Your objective: Write out the material below again, swapping every "instance" for "occurrence" and leaving everything else unchanged.

Available records:
>> Begin

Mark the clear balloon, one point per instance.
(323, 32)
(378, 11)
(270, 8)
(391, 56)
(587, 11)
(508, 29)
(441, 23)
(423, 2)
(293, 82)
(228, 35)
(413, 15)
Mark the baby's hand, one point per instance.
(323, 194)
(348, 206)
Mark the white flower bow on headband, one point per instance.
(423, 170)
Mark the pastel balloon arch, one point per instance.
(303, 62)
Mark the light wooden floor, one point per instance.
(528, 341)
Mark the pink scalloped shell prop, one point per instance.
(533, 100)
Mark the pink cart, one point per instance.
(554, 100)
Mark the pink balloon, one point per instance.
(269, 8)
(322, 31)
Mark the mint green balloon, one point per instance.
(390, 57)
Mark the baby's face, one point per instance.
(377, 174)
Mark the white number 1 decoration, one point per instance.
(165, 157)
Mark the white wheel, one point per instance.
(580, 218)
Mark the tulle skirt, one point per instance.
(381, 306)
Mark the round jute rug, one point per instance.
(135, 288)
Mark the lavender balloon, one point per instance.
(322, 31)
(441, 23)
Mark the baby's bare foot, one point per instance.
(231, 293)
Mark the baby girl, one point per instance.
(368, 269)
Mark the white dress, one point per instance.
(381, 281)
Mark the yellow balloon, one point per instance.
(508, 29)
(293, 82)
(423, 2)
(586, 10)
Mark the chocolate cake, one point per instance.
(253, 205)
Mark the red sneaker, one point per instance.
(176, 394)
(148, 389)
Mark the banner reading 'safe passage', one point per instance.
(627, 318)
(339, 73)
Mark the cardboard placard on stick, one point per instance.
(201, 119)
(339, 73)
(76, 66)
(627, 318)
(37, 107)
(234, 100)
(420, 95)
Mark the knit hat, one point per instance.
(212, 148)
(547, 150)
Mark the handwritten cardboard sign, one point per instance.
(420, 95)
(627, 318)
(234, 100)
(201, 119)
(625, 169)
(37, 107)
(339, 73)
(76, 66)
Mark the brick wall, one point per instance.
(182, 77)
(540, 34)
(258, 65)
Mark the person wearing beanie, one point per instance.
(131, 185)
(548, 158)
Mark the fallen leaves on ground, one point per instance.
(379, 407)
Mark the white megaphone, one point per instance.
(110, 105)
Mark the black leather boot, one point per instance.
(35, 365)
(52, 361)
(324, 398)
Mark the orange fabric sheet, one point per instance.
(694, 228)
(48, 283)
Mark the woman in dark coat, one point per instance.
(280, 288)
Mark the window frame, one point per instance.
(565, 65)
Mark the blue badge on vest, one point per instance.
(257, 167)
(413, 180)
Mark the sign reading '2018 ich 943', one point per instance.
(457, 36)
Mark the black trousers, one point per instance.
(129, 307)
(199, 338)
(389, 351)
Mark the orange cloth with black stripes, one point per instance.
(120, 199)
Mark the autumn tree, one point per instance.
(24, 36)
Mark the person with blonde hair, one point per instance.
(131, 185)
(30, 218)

>> End

Answer to this exercise:
Mark the clear balloon, one point per occurrence.
(323, 32)
(378, 11)
(270, 8)
(391, 56)
(587, 11)
(508, 29)
(441, 23)
(423, 2)
(293, 82)
(228, 35)
(413, 15)
Mark the baby's hand, one point per occurrence.
(323, 194)
(348, 206)
Mark the white flower bow on headband, one point per occurrence.
(423, 170)
Mark the pastel balloon arch, one point per occurrence.
(303, 62)
Mark the light wooden floor, one point per occurrence.
(528, 341)
Mark the pink scalloped shell prop, one point per occurrence.
(533, 100)
Mark the pink cart, one point per occurrence.
(554, 100)
Mark the pink balloon, one point per occurrence.
(269, 8)
(322, 31)
Mark the mint green balloon, one point per occurrence.
(390, 57)
Mark the baby's face, one point per occurrence.
(377, 174)
Mark the white number 1 decoration, one point per occurrence.
(165, 157)
Mark the white wheel, one point per occurrence.
(580, 218)
Mark the tulle skirt, one point per occurrence.
(381, 306)
Mark the round jute rug, one point per occurrence.
(135, 288)
Mark the lavender balloon, one point per occurrence.
(322, 31)
(441, 23)
Mark the baby's bare foot, one point per occurrence.
(231, 293)
Mark the baby girl, one point per occurrence.
(368, 269)
Mark the white dress, one point per occurrence.
(381, 281)
Mark the yellow balloon, one point per occurrence.
(508, 29)
(293, 82)
(423, 2)
(586, 10)
Mark the chocolate cake, one point per occurrence.
(253, 205)
Mark the red sneaker, one point per occurrence.
(176, 394)
(148, 389)
Mark the banner reading 'safe passage', one point per occurrence.
(627, 318)
(339, 73)
Mark the cardboard placard on stick, one point per occurrence.
(201, 119)
(339, 73)
(76, 66)
(627, 318)
(37, 107)
(234, 100)
(420, 95)
Mark the knit hat, one point per occurrence.
(212, 148)
(547, 150)
Mark the handwritten cardboard sign, one point per occurrence.
(420, 95)
(627, 318)
(234, 100)
(201, 119)
(625, 169)
(37, 107)
(339, 73)
(76, 66)
Mark the brick wall, one point per occurrence.
(182, 77)
(540, 34)
(258, 65)
Mark the person wearing beanie, one point per occurrence.
(131, 185)
(548, 158)
Mark the fallen leaves on ground, one point per occurrence.
(379, 407)
Mark the white megaphone, one point per occurrence.
(110, 105)
Mark the black leather boot, one point per occurrence.
(35, 365)
(52, 361)
(324, 398)
Mark the orange fabric sheet, one point per occurrence.
(694, 228)
(48, 283)
Mark the woman in dark coat, one point per occurrence.
(280, 288)
Mark the window frame, one point per occurrence.
(565, 65)
Mark the blue badge on vest, one point per occurrence.
(257, 167)
(413, 180)
Mark the sign reading '2018 ich 943', one point per occurrence.
(457, 36)
Mark the black trousers, one point per occurrence.
(129, 307)
(199, 338)
(389, 351)
Mark the orange cloth with black stripes, one point per occurrence.
(120, 199)
Mark the autumn tree, one point per occurrence.
(24, 36)
Mark the person with blonde hair, one point per occurrence.
(131, 185)
(30, 218)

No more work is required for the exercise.